CDMP Fundamentals • 100 Questions • 90 Minutes
← Back to GDPR Compliance
🔍 Phase 0 3-4 weeks

Phase 0: GDPR Gap Assessment

Before implementing anything, you need to understand where the organization stands today. A gap assessment compares the current state against GDPR requirements and produces a prioritized remediation roadmap. This is the foundation for everything that follows.

🎯 Objectives

  • Assess the organization's current level of GDPR compliance across all key areas
  • Identify the highest-risk gaps that need immediate attention
  • Understand the scope of personal data processing across the organization
  • Build the business case for GDPR compliance investment
  • Produce a prioritized remediation roadmap with effort estimates

Stakeholder Interviews and Awareness Assessment

Interview 15-25 key stakeholders across business units, IT, legal, HR, marketing, and customer service. Assess their understanding of GDPR, current data handling practices, and known pain points. Use a standardized questionnaire covering data collection, storage, sharing, retention, security, and breach history.

TASK SET →
#1 Reproduce verbatim the part of the GDPR gap assessment text that opens with the words containing "Before implementing anything, you" and closes with "everything that follows.".
#2 Which lines in the rows below contain the word "green"? Copy each such line in full, and treat the match as case-sensitive.

SUPPLIED DATA →

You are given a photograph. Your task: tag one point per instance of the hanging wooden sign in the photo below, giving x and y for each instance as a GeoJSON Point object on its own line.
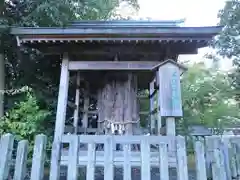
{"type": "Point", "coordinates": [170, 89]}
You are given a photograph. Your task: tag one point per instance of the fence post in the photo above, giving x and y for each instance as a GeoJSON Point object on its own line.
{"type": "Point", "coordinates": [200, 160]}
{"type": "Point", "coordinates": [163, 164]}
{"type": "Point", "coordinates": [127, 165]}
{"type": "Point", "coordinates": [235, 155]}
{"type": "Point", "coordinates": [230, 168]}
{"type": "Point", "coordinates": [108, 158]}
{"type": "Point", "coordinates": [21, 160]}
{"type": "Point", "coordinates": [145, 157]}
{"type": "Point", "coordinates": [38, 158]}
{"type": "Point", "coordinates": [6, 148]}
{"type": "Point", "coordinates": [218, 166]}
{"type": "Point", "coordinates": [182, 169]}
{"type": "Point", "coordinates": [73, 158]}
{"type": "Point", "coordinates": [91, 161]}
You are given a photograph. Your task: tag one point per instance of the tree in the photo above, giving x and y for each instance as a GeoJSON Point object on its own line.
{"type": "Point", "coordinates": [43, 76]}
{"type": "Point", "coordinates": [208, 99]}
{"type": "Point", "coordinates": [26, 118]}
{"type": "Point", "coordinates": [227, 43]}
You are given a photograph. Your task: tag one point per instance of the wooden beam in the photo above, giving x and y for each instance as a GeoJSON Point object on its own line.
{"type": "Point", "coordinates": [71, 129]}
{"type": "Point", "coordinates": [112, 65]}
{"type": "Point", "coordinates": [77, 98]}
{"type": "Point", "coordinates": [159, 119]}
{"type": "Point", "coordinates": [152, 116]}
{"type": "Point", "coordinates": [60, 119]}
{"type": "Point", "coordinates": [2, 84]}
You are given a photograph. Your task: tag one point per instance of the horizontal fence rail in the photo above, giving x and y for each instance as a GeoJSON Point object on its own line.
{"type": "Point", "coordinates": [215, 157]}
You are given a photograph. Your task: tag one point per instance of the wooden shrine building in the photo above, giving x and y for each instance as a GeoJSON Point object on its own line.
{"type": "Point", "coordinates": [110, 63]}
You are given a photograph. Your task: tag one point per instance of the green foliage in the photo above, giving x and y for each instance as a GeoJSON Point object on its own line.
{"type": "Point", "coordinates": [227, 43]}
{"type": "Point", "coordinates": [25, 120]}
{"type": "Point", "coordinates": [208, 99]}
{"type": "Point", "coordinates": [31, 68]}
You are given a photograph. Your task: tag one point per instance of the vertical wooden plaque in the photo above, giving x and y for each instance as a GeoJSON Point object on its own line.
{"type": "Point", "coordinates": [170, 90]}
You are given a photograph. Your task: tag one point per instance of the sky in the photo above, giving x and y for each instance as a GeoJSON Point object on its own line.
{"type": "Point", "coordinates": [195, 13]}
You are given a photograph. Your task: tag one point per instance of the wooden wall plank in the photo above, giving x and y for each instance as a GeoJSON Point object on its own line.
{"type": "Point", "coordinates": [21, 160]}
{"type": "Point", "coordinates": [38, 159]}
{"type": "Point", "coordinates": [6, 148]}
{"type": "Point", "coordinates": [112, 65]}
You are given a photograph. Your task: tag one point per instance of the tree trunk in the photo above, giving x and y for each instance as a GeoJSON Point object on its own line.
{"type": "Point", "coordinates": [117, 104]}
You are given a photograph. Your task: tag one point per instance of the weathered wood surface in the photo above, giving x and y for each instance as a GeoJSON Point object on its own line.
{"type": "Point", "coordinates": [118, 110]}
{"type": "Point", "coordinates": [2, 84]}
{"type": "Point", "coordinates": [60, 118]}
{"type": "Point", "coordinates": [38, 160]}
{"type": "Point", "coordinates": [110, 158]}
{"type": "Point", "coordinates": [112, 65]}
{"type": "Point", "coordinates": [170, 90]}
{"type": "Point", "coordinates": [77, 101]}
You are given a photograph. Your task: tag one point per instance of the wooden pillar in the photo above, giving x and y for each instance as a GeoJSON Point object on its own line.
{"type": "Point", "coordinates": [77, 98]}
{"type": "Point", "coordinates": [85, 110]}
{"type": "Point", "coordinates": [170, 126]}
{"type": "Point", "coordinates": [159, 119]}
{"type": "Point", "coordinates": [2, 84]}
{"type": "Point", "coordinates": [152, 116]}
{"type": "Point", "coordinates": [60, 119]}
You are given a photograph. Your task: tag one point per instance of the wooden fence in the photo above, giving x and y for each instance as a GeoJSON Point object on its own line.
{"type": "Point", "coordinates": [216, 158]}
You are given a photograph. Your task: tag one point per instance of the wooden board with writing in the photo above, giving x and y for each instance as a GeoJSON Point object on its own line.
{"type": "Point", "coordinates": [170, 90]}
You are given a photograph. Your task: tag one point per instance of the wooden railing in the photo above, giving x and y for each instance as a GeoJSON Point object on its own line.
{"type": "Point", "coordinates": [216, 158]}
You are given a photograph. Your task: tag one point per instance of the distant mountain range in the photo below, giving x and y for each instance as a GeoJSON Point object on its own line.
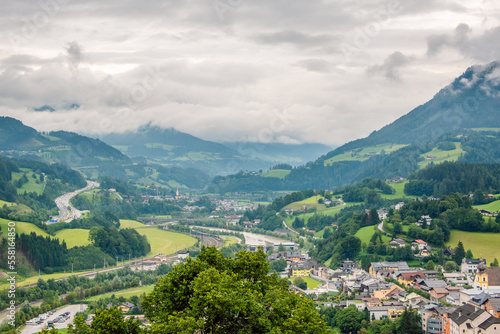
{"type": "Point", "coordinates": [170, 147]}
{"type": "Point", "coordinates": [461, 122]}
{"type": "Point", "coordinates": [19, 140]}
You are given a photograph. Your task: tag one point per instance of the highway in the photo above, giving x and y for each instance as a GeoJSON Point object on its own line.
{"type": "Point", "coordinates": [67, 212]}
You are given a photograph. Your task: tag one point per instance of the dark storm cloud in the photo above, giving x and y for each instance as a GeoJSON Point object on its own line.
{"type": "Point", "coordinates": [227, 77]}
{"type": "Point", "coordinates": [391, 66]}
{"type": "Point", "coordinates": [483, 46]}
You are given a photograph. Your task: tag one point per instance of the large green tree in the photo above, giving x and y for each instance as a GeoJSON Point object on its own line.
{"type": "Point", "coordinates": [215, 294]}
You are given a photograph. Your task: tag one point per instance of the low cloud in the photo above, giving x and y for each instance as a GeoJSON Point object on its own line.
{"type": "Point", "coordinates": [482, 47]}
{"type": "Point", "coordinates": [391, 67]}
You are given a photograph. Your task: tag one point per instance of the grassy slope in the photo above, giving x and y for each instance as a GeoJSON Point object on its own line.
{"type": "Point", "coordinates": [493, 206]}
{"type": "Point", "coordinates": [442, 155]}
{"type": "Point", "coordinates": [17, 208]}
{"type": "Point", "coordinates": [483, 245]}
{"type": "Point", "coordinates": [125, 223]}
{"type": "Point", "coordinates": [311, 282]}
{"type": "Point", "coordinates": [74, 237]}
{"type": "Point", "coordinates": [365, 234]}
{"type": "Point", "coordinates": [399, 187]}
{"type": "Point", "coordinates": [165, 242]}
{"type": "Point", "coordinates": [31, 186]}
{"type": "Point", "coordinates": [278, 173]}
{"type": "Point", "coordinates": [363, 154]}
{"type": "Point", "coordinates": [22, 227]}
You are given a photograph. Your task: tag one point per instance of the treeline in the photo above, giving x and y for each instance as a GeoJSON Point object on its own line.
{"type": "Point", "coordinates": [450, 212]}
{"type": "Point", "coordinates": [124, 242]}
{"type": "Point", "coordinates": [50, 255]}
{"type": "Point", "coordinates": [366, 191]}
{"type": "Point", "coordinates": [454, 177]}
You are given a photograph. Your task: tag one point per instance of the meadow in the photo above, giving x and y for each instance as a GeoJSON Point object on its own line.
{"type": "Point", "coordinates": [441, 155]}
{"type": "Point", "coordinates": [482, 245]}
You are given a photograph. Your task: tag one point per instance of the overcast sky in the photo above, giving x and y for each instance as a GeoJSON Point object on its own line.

EXPECTED ANSWERS →
#1
Before implementing anything, you need to understand where the organization stands today. A gap assessment compares the current state against GDPR requirements and produces a prioritized remediation roadmap. This is the foundation for everything that follows.

#2
You are given a photograph. Your task: tag one point per instance of the green foliage in the photo above, giving x and y for each instance as a GeoJSON Point object on its own line.
You are given a photograph. Your task: tag one point per instance of the large green tree in the photo above, giving x and y for each instance as a GeoJSON Point object on its own line.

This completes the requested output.